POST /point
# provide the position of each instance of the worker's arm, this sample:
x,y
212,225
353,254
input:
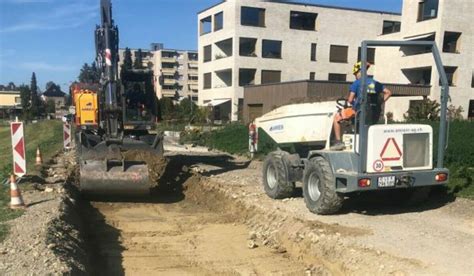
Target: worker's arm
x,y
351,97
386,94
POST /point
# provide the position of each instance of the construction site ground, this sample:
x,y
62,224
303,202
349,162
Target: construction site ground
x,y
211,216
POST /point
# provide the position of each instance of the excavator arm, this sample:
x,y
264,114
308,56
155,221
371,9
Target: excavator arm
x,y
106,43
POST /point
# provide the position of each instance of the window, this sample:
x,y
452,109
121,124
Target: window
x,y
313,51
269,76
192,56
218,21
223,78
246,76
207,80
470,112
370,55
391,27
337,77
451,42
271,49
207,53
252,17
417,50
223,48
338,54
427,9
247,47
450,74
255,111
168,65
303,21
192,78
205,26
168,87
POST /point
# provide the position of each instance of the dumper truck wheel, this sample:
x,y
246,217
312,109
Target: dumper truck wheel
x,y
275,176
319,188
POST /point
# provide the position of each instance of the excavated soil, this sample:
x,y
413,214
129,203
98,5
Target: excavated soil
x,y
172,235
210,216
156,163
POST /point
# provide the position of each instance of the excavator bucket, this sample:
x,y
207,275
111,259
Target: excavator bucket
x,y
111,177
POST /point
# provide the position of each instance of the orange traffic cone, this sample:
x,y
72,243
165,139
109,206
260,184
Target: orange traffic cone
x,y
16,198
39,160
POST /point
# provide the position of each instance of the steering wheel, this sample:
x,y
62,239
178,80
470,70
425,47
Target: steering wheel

### Problem description
Lines above holding "steering": give their count, nothing more.

### Reply to the task
2